Would you restate, exactly as they appear, the lines from the one containing "of the smiling" through the end of the data below?

(Location annotation dataset excerpts)
--
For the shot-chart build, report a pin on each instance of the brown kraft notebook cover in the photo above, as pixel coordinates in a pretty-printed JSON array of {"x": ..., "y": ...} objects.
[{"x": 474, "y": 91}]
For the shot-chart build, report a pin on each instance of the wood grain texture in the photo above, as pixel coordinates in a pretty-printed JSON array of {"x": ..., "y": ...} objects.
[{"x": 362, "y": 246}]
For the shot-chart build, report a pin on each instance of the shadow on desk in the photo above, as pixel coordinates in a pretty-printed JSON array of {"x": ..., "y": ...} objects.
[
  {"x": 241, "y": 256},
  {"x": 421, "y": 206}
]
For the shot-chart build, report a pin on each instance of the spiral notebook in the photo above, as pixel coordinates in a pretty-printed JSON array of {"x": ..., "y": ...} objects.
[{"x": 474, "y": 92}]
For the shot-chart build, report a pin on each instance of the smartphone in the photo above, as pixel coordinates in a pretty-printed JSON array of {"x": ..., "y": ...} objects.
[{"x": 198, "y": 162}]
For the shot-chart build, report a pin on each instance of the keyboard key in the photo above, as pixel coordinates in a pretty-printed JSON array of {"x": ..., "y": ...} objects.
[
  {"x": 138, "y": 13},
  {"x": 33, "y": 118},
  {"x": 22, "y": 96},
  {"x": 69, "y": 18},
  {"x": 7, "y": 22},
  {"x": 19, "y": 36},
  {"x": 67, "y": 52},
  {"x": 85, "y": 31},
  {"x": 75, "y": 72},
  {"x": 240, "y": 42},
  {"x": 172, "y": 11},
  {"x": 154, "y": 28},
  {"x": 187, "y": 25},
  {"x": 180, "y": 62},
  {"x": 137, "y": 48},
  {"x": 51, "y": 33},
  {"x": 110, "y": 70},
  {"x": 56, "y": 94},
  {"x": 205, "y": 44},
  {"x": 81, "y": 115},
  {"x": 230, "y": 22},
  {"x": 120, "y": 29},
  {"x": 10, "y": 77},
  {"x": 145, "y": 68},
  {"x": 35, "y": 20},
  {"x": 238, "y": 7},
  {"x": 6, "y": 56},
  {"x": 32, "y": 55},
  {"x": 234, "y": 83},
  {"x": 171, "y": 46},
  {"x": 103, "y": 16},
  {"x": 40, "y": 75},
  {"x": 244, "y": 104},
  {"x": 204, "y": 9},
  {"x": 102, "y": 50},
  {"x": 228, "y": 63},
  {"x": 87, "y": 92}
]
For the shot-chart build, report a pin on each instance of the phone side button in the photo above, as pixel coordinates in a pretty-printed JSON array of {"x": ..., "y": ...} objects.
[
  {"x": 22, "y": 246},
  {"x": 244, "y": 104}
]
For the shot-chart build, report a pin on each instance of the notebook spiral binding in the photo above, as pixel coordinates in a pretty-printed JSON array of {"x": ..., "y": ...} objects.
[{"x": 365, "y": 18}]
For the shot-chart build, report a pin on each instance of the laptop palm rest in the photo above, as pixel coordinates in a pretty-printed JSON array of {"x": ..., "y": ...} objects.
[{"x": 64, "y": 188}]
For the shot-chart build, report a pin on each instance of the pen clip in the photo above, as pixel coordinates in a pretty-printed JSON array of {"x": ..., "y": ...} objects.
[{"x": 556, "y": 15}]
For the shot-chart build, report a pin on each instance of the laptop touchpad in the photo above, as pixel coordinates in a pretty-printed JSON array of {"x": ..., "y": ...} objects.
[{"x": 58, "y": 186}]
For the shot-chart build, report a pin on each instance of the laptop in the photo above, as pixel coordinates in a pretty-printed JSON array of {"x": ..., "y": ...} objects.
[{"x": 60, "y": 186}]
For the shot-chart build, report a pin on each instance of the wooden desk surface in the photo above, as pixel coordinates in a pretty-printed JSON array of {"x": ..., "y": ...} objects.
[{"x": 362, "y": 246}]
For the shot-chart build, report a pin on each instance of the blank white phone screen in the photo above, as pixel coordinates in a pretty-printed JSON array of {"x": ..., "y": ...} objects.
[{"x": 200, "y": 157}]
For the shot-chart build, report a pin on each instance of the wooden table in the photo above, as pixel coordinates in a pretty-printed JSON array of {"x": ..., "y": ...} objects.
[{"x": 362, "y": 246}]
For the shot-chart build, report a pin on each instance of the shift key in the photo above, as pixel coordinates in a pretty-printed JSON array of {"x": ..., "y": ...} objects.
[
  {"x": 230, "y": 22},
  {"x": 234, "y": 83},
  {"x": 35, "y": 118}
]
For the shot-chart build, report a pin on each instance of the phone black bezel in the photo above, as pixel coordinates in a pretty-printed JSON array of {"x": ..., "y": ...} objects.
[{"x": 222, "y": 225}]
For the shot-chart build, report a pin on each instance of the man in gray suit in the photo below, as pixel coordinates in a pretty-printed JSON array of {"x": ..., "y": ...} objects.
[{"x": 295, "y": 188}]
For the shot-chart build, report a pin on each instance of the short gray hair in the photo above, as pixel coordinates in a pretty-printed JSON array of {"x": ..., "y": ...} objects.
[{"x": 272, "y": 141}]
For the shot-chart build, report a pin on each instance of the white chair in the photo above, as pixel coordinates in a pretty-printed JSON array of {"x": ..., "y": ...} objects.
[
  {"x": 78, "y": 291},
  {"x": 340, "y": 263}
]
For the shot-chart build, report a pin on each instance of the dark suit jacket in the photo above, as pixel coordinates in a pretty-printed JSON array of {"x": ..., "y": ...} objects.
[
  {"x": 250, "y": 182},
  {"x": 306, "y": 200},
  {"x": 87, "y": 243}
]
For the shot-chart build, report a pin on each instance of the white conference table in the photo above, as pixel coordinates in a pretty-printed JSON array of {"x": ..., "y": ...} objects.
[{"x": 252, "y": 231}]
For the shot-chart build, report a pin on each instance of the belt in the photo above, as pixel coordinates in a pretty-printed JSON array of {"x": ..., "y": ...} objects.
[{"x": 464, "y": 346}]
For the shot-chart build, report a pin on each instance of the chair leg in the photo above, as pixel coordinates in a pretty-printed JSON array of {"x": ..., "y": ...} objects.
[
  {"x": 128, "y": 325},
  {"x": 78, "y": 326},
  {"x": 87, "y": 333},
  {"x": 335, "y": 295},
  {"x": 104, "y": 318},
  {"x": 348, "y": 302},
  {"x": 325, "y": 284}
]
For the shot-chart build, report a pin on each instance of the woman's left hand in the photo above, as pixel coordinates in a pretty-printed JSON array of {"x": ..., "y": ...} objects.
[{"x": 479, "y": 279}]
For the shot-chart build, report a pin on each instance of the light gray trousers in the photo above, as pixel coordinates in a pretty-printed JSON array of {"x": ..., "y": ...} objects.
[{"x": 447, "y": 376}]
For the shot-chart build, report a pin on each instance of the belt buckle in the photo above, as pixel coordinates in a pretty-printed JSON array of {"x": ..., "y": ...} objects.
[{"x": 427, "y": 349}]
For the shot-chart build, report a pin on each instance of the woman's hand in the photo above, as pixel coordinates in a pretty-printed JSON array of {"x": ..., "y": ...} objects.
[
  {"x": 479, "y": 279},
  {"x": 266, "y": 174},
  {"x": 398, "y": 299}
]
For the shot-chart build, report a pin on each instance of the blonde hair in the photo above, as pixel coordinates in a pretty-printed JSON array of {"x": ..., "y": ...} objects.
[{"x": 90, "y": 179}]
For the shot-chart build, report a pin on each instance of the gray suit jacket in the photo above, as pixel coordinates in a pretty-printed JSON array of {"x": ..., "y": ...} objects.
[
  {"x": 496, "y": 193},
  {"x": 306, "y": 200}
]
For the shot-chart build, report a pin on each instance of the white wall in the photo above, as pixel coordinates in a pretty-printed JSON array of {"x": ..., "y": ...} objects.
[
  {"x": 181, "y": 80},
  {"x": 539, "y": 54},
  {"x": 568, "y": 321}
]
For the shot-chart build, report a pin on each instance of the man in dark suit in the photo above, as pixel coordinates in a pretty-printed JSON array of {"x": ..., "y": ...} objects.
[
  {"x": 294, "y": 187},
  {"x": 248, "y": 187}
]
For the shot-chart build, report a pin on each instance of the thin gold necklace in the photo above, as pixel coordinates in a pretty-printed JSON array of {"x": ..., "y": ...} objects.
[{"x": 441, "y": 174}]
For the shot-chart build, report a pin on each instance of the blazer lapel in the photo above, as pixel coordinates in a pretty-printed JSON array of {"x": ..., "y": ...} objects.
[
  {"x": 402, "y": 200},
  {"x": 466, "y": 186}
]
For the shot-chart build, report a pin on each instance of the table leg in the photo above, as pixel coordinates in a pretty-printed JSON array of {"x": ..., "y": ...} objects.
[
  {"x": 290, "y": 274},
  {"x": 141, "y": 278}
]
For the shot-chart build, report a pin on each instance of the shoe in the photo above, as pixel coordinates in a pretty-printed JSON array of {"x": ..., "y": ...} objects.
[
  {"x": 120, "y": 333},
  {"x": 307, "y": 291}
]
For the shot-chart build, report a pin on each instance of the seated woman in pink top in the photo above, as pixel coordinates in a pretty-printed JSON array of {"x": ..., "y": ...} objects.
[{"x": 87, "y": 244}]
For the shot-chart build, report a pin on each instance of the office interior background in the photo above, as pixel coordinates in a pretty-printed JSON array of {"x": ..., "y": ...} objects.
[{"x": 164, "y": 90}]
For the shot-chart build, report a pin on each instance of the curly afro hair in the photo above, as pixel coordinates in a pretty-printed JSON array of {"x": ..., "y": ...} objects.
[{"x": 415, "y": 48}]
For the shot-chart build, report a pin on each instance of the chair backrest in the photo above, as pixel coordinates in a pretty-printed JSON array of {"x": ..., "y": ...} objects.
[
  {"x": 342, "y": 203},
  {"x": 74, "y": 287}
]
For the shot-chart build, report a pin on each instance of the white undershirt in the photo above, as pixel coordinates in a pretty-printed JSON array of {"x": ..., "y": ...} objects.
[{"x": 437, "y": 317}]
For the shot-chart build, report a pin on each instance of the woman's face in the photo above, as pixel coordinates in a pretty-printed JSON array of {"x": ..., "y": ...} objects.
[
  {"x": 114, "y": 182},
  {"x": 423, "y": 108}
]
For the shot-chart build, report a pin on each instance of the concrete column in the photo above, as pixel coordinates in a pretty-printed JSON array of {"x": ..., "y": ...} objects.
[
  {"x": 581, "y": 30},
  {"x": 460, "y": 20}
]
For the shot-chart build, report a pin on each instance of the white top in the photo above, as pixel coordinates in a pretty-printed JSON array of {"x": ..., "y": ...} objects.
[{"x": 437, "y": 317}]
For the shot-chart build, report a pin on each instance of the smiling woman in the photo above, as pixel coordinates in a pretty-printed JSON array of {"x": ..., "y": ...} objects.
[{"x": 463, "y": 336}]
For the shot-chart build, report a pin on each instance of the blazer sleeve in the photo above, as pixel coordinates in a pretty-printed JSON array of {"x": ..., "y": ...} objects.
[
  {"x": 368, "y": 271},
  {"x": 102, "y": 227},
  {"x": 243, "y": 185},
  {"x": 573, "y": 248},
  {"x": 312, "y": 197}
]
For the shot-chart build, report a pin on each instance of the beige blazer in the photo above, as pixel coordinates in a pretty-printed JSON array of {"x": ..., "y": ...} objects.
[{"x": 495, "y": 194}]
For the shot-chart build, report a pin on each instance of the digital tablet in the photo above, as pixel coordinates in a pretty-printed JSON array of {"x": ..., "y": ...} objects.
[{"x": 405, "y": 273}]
--
■ EXERCISE RESPONSE ■
For the shot-chart build, report a pin on each instance of the smiling woman in the photo above, as pixel coordinates in a pretty-printed JSON array of {"x": ..., "y": ...} objects.
[{"x": 463, "y": 336}]
For the shot-chart build, report a pin on each instance of the blazer sleeve in the photo above, as pixel coordinates in a pretty-printed JSON array of {"x": ..., "y": ...} objects.
[
  {"x": 368, "y": 271},
  {"x": 102, "y": 227},
  {"x": 243, "y": 185},
  {"x": 573, "y": 248},
  {"x": 312, "y": 197}
]
For the shot-chart build, report a pin on each instance of the beige blazer in the photo above, as pixel coordinates in a pretty-printed JSON array of {"x": ..., "y": ...} objects.
[{"x": 495, "y": 194}]
For the shot-chart build, report a pin on each instance of the digital tablet in the photo above, as pixel coordinates in a pretty-printed JSON array of {"x": ..., "y": ...} objects.
[{"x": 405, "y": 273}]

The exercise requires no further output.